Each entry below is to be restated word for word, with no pictures carried over.

───── PROVIDED DATA ─────

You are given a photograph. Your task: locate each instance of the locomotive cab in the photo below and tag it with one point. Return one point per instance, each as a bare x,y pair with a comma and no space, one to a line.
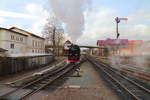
74,53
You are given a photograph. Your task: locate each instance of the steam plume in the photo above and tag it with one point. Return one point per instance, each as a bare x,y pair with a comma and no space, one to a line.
70,12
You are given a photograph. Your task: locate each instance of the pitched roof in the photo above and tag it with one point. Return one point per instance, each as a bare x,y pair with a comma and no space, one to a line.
13,31
26,32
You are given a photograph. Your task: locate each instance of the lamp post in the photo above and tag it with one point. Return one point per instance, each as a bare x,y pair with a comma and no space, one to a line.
54,31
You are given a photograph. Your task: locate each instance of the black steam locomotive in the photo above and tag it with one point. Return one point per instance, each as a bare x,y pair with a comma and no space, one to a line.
74,53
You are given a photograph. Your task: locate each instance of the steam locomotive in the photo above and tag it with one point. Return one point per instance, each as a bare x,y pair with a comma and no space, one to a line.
74,53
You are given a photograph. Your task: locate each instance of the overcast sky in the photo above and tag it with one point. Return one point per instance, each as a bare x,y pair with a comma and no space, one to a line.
99,18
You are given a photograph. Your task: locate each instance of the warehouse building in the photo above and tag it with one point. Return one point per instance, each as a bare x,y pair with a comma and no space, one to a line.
18,42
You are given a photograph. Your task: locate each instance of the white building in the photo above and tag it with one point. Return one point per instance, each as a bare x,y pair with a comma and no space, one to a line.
19,42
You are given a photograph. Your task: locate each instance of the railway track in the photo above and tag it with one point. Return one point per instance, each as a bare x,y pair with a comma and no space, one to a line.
135,90
40,83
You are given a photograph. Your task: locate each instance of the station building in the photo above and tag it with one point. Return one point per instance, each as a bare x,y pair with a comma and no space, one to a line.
124,47
18,42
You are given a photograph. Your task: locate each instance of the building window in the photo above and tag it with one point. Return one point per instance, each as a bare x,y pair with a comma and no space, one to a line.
33,43
21,39
12,37
12,46
17,38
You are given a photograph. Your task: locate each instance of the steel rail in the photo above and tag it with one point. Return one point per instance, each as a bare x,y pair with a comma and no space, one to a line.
134,89
33,82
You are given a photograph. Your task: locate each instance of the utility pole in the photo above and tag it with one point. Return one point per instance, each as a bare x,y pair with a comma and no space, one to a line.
54,47
117,22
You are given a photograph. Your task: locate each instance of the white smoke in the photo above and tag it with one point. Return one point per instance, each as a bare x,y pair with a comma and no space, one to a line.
70,12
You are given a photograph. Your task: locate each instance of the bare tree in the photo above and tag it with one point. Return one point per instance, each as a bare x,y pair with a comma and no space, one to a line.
53,30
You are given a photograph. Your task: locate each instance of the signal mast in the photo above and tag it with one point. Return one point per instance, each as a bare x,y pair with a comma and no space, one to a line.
117,22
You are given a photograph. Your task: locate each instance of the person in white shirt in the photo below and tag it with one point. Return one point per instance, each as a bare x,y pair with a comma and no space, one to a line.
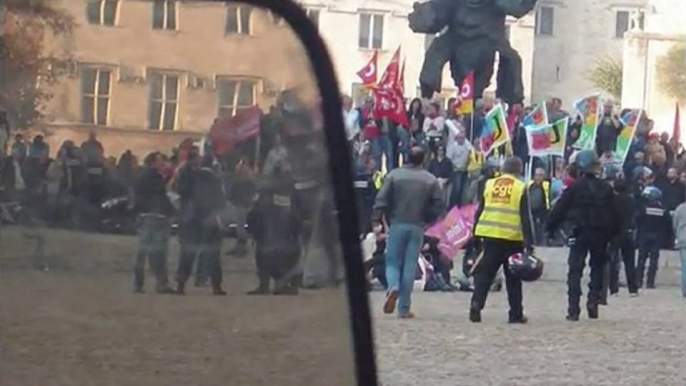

─────

### [RESPONSE AREA]
You are given a photograph. Your task: locate each instance of the locomotive cab in the photo below and tag it with one point. Return one point per instance, each as a bare x,y pair with a comma and no space, one to a line.
74,53
You are given a photograph. Your task: locate each instance of the steam plume in the photo above and tag it with one point. Return one point per instance, each as a bare x,y pair with a comma and no space, one to a line.
70,12
You are given a photograph. Your task: locate each instance of the pitched roof in the photo above and tag it with one point. Return one point per instance, each as a bare x,y pair with a comma and no space, one to a line.
13,31
26,32
You are given a photograph. Your task: locate each instance of the lamp post in the photo above and tag it with one point. Return one point per instance, each as a bare x,y pair with a comma and no space, one to a line.
54,31
You are given a photograph. Your task: locate each instance of the black steam locomotive in the photo above and tag it with one point. Return one point per instance, each as a bare x,y pair with a comma and no space, one to a line.
74,53
You are given a photograph. Your task: locate each instance of the steam locomotive in the photo above and tag it with one point. Return one point per instance, each as a bare x,y pair with a comma and no space, one to a line.
74,53
You are given a photograph. Your task: locate each instance of the overcast sky in the photo above and tag it with one point. Return one point per instance, each as a bare x,y pair with a comma and no space, one to a line.
99,18
You are given a photograph. Your task: locate each instance of the warehouse building in the photo above and tag it with one point. Return one point per instance, each as a bare x,y pair with a comma and no space, one to a line.
18,42
You are given a photograph. Your task: locate each instance of the white building in the photo above and tag it with one point. Return one point per instance, each as a bare x,y pair with a comma and no space, one to a line.
19,42
You are given a photograph. Your task: locate each instance of the railway track in the photo above and tag it with one point. Return one point per instance, each as a bare x,y pair with a comma and no space, one to a line.
135,90
40,83
You are given a photograph. Your task: locate each instance of the station building in the photo above and tag it with one point. Return one point per instance, each as a bare x,y pair with a comma and no space, one to a line.
124,47
18,42
You are given a photograph. Your task: locate each instance of the building window in the photo above and tag it with one point. Return one point per instance, each as a bare x,y pair with a comma and no space, one to a line.
33,43
21,39
12,37
12,46
17,38
You are given a photograph. Your task: locate each instance of the steel rail in the photo above and tag it with one point. Return one point per instance, each as a bare x,y pair with a comma and no space, one to a line.
134,89
33,82
You are given a photograph. Your task: locate each instance of the utility pole in the photo above and tag it with one point. Return one point per instance, each as a bare x,y pair with a comma and no space, one to a line.
54,47
117,22
You are given a photograph. Your task: locate each instance of the white smoke in the photo above and tag it with one point. Return one point per instance, each as a bare x,y pair with a comma and no space, one to a line.
70,12
You are given a photograph. Your task: locate each instance of the bare tree in the photo above and tag it with one point. Return one point per instance, each as a bare x,y pair with a comma and no space, one to a line.
53,30
You are given a photograph. Your task: locate each instance of the signal mast in the photo above and tag it with one point. Return one point per instance, each as a bare x,y pair with a comma and no space, one to a line.
117,22
You are given a photograph. Your task: locate each instance of the person in white shirt in the photo below and tag it with one point. Return one point per instance, each as a bare x,y pair with a comma and no space, one to a line.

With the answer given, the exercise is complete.